Exercise brief ::
Exact copies of all entries are expected.

Records supplied ::
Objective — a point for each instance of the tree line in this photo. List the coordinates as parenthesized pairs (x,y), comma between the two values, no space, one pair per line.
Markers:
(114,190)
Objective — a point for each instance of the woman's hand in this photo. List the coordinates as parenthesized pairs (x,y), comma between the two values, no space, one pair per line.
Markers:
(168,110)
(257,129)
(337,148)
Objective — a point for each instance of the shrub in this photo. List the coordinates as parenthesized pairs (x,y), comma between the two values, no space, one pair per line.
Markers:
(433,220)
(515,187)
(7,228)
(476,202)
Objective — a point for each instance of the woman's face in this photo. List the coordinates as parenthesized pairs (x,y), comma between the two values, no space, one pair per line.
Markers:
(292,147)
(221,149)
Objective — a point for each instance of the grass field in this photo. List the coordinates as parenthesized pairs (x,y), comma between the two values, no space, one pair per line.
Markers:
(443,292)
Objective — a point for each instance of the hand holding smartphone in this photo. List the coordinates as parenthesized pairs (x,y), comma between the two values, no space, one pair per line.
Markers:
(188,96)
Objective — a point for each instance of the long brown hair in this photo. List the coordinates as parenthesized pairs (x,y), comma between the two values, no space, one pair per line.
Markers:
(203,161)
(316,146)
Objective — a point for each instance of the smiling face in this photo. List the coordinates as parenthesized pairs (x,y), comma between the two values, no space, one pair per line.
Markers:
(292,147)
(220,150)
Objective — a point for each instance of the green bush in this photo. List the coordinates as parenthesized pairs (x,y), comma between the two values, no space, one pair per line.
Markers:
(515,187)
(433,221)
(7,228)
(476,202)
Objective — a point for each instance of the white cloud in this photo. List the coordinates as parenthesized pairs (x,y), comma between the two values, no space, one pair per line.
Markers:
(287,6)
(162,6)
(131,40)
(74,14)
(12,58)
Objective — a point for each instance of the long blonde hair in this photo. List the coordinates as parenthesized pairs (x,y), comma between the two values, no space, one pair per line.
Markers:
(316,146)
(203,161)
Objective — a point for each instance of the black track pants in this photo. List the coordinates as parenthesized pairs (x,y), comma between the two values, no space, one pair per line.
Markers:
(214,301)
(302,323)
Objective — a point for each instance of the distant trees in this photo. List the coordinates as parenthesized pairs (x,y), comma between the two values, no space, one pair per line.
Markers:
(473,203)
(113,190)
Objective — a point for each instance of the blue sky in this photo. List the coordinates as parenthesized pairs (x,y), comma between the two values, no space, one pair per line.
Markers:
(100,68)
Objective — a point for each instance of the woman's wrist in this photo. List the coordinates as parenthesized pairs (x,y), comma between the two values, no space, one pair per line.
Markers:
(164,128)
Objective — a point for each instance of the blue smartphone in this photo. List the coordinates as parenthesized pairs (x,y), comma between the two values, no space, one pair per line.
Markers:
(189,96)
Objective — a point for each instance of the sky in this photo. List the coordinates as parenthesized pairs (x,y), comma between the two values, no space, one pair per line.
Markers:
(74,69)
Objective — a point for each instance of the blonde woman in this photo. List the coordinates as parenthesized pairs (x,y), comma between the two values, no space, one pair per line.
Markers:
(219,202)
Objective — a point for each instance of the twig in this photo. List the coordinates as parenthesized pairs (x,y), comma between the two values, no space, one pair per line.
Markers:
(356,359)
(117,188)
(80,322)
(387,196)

Answer for the task ::
Objective — a point for each instance of the tree line in this photo. List the coordinates as parenthesized pairs (x,y), comma between the two values, no space, one pair per line.
Markers:
(114,190)
Objective — a point for each instance of the woman's hand in this photo. List the coordinates as parenthesized pairs (x,y), comma between the two values, no space, one pair per line.
Markers:
(168,110)
(257,129)
(337,148)
Objective — a point for each instance of the shrub in this photo. List the coordinates as parenthesized pairs (x,y), comma between the two values, no space, one pair per line.
Markers:
(433,220)
(515,187)
(7,228)
(476,202)
Objective — a point for each instance of the woman's face in this photo. List the coordinates as parenthesized pairs (x,y), comma between the two values, no space, one pair per line.
Markers:
(292,147)
(221,149)
Objective — a point for each instance of the grass field in this photo. List the coordinates as parenthesized pairs (x,y), comma between the two values, no space, one pair per line.
Markers:
(443,292)
Objective — a point for each instance of the hand holding smartphone in this photo. List the coordinates as parenthesized pairs (x,y), comma between the two values, no space, one pair per line.
Markers:
(188,96)
Objective — a point for each instance of the long brown hair in this photo. List the coordinates as parenthesized pairs (x,y), comma between the two values, no space, one pair per line.
Markers:
(203,161)
(316,146)
Objective — a point for each instance of the smiling face in this photo. List the coordinates as parenthesized pairs (x,y), comma between the two values, no space, one pair per line.
Markers:
(292,147)
(220,150)
Objective — a point for each instance of the green bush in this photo. List the coordinates as parenthesized pairs (x,y), comma between the two values, no space, one pair per line.
Markers:
(515,187)
(433,221)
(7,228)
(476,202)
Objective — a point for each instance of the white cloud in this photo. List the coordinates as parenthesized pairs (x,y), comma between the two values, no space, one pair per line.
Markers:
(287,6)
(162,6)
(131,40)
(74,14)
(12,58)
Objective — a point for each instance of the long blonde hair in this photo. List the coordinates as parenthesized pairs (x,y), comma between the two values, no space, one pair per line.
Markers:
(316,146)
(203,161)
Objective — a point for each instance of the black track pants in this photo. List the coordinates as parenthesized pairs (x,y), comma between the two values, no space, one pair per line.
Markers:
(214,301)
(302,323)
Objective — a point for each instance of the distant trees in this photo. List the coordinates as parenthesized pairs (x,y), comma between the two values, no space, one pair per line.
Markers:
(473,203)
(113,190)
Objective — a point for each instance of the blue sky in this photo. List the coordinates as parenthesized pairs (x,y), comma between the two values, no space, one pair per line.
Markers:
(100,68)
Objective — a point for each instance of the woman's wrist in this photo. List the coordinates as parenthesized pairs (x,y), comma between the two values, no space, one pair per line.
Markers:
(164,128)
Objective — a point for each instance of the blue smartphone in this photo. List the coordinates as parenthesized pairs (x,y), comma between the two values, no space, one pair per line.
Markers:
(189,96)
Objective — a point for each instance of the sky in this photo. List the coordinates as parenthesized pairs (x,y), comma between the two values, no space, one pair per line.
Markers:
(74,69)
Objective — a point for each instance of the blonde woman in this photo. List the coordinates as parenthesized pairs (x,y), comma between the two values, no space, one pair per line.
Markers:
(219,202)
Objective — a point for each instance of the twig in this photo. List the coordinates as parenthesized pairs (x,y), comma between the two values, no space, one pair per line.
Markers:
(356,359)
(117,188)
(80,322)
(387,196)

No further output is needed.